→ Data items:
== Segment start ==

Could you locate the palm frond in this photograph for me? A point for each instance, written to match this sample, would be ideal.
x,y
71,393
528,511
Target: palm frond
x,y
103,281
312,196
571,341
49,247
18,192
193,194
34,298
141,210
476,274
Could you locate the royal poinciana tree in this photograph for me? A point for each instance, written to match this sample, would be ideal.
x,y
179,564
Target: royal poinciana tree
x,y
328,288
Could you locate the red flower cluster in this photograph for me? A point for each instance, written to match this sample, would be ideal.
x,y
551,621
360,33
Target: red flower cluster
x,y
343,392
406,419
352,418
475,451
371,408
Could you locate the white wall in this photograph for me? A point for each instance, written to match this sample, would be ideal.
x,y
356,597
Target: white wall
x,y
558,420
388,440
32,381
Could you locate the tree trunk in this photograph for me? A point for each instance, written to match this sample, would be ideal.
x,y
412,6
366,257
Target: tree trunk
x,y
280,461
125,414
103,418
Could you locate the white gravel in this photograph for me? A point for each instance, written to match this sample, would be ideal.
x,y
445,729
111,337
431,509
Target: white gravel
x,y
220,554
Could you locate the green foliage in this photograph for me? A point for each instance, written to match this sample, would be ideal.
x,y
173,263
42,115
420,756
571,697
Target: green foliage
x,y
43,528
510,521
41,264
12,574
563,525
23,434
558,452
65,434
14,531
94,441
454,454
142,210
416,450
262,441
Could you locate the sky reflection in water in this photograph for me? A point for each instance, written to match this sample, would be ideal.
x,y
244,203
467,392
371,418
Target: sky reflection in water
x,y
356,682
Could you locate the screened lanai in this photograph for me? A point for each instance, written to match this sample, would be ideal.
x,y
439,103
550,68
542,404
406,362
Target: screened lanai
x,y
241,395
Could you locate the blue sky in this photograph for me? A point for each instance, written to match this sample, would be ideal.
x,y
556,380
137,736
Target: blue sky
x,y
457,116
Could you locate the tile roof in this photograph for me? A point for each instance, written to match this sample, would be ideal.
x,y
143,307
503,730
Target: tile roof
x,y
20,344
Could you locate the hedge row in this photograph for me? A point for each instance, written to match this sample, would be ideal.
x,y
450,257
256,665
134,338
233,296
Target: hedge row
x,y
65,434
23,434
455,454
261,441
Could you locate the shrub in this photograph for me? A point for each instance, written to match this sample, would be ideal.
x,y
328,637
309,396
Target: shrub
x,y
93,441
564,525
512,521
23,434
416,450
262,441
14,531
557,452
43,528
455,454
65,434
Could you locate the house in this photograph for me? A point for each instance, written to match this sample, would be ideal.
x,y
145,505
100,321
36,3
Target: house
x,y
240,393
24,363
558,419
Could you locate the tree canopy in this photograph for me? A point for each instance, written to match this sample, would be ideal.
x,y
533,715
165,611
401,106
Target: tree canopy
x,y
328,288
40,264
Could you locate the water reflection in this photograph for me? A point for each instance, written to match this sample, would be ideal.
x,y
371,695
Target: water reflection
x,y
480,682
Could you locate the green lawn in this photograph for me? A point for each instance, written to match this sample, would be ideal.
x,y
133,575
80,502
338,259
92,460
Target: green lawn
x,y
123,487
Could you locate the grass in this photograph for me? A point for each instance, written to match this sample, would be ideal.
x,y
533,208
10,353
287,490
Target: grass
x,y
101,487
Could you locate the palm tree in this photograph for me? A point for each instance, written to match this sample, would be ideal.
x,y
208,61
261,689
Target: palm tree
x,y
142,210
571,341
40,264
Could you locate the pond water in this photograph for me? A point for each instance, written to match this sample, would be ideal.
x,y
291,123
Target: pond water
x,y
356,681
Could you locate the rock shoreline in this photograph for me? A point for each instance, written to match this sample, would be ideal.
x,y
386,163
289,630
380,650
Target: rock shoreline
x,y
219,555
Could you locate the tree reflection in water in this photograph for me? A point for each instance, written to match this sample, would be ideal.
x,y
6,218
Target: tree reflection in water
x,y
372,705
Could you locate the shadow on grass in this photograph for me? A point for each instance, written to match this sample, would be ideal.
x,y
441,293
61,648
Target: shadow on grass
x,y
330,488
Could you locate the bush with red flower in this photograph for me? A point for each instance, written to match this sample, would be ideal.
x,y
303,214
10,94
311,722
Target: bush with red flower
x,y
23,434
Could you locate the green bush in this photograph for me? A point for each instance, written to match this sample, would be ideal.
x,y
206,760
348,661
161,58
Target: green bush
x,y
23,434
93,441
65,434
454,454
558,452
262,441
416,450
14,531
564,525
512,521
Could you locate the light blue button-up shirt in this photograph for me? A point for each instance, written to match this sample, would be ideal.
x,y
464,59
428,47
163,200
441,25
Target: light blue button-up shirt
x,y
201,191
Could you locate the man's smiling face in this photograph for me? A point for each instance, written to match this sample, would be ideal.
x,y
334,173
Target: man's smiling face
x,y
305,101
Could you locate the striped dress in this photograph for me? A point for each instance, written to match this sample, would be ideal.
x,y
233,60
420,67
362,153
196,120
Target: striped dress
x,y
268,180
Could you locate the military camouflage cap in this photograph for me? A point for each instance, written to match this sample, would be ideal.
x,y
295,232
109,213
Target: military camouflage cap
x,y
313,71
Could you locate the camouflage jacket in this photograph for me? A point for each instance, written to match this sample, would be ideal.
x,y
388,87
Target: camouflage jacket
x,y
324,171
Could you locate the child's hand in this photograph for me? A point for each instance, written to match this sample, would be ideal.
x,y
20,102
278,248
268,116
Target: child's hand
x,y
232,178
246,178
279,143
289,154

== Segment end ==

→ ASSIGNMENT:
Print all of the entries exactly as they are written.

→ ANSWER FOR THIS EXERCISE:
Could you locate the palm frond in this photograph for me? A point for each instance, written to match this sample, would be ideal.
x,y
71,393
528,511
Target: palm frond
x,y
103,281
312,196
571,341
49,247
18,192
193,194
34,298
141,210
476,274
Could you locate the royal poinciana tree in this photograph for me? A point for each instance, written to match this sample, would be ideal.
x,y
179,564
Target: royal poinciana tree
x,y
328,288
Could you locate the red flower cluster in this photograph for me? A point for each instance, written to match this sample, would be ideal.
x,y
551,621
360,33
Target: red flower cluster
x,y
343,392
406,419
352,418
475,451
371,408
Could you locate the white wall in this photograph for me? A point for each instance, written to match this sample, would be ideal.
x,y
356,597
Target: white wall
x,y
558,420
388,440
32,381
Could you locate the tree trunk in this photograph for me? A point for each instance, written to match this sample, would be ideal.
x,y
412,6
366,257
Target: tree trunk
x,y
280,461
125,414
103,418
Could you locate the white gravel in this photograph for me? A point for each instance, written to match this sample, would be ideal.
x,y
445,729
111,337
431,509
Target: white gravel
x,y
220,554
Could you locate the green foliage in this photograph for me? A point for each instance, written to match this sample, would be ideal.
x,y
173,263
42,115
420,756
571,697
Target: green foliage
x,y
43,528
510,521
41,264
12,574
563,525
23,434
558,452
65,434
14,531
94,441
454,454
142,210
416,450
262,441
Could you locate the sky reflection in water in this photograph for me? A point for each instance, written to match this sample, would be ideal.
x,y
244,203
467,392
371,418
Target: sky reflection in water
x,y
356,682
Could you locate the screened lanai in this photograph for me? A point for each instance, written to match this sample, would be ideal.
x,y
439,103
550,68
542,404
406,362
Target: screened lanai
x,y
241,395
Could you locate the blue sky in this photograph for me? A point for each instance, written to match this sample, would be ideal.
x,y
556,380
137,736
Target: blue sky
x,y
457,116
Could you locate the tile roof in this photograph for me? A point for each instance, written to match this sample, would be ideal.
x,y
143,307
503,730
Target: tile roof
x,y
20,344
Could you locate the hedge row in this photograph for me? A point for each instance, written to match this sample, would be ideal.
x,y
450,257
256,665
134,338
233,296
Target: hedge row
x,y
65,434
23,434
455,454
261,441
Could you locate the shrub in this photograph for me? A point for each instance, written to match this sample, would be ideal.
x,y
328,637
309,396
Target: shrub
x,y
93,441
564,525
512,521
23,434
416,450
262,441
14,531
557,452
43,528
455,454
65,434
Could you locate the house in this photograph for me? A point for each instance, written to match this sample, would be ideal.
x,y
145,505
100,321
36,3
Target: house
x,y
240,393
24,363
558,419
Could you locate the tree canopy in this photograph for me? A point for each instance, written to match this sample, would be ideal.
x,y
533,715
165,611
401,106
Target: tree canopy
x,y
328,288
40,264
Could you locate the water reflection in this photograph for me? A point for each instance, written to match this sample, would be ideal.
x,y
371,695
Target: water reflection
x,y
480,682
Could you locate the green lawn in this photograph for me? A point for each instance, written to match this sample, would be ideal.
x,y
133,575
80,502
338,259
92,460
Target: green lawn
x,y
123,487
Could you locate the grass in this photograph for me? A point for each instance, written to match this sample, would be ideal.
x,y
533,208
10,353
287,490
Target: grass
x,y
101,487
Could you locate the palm tree in this photograph for me? A point for each instance, written to match this sample, would be ideal.
x,y
208,61
261,689
Target: palm tree
x,y
142,210
571,341
40,264
Could you locate the pond water in this photograph for me? A point for each instance, written to match this sample, would be ideal.
x,y
291,123
Target: pond water
x,y
356,681
Could you locate the rock shoreline in this photograph for me? A point for each instance, written to match this sample, would be ideal.
x,y
386,163
289,630
380,650
Target: rock shoreline
x,y
219,555
Could you locate the tree reflection in water in this photograph for me? A point for each instance, written to match this sample, would be ideal.
x,y
6,218
Target: tree reflection in water
x,y
372,705
Could you locate the shadow on grass in this photograph for me? A point for each instance, written to match this sample, would be ideal.
x,y
441,293
61,648
Target: shadow on grass
x,y
330,488
Could you locate the bush with red flower in this photograph for me? A point for each instance, written to match this sample, would be ideal.
x,y
303,214
10,94
311,722
Target: bush with red flower
x,y
23,434
Could you locate the green bush in this photograph for me? A point for each instance, written to match this sample, would be ideal.
x,y
206,760
348,661
161,58
Target: green bush
x,y
23,434
93,441
65,434
454,454
558,452
262,441
416,450
14,531
564,525
512,521
Could you locate the light blue button-up shirt in this photograph for me? A point for each instance, written to match this sample, would be ideal.
x,y
464,59
428,47
163,200
441,25
Target: light blue button-up shirt
x,y
201,191
Could you locate the man's smiling face in this photograph for me? A point for each instance, written to match this sample, would be ideal.
x,y
334,173
Target: man's smiling face
x,y
305,101
Could you locate the striped dress in this photograph for me? A point for each instance, written to match this sample, would be ideal.
x,y
233,60
420,67
362,153
196,120
Target: striped dress
x,y
268,180
Could you locate the military camouflage cap in this photograph for me? A point for each instance, written to match this sample, would be ideal.
x,y
295,232
109,213
Target: military camouflage cap
x,y
313,71
Could you locate the camouflage jacket in this photograph for me? A point for each instance, written to match this sample, would be ideal.
x,y
388,87
Target: camouflage jacket
x,y
324,171
Could you locate the child's hand in this photograph for me? A point for each instance, written to match this sample, would be ideal.
x,y
20,102
278,248
268,116
Target: child's hand
x,y
232,178
246,178
279,143
289,154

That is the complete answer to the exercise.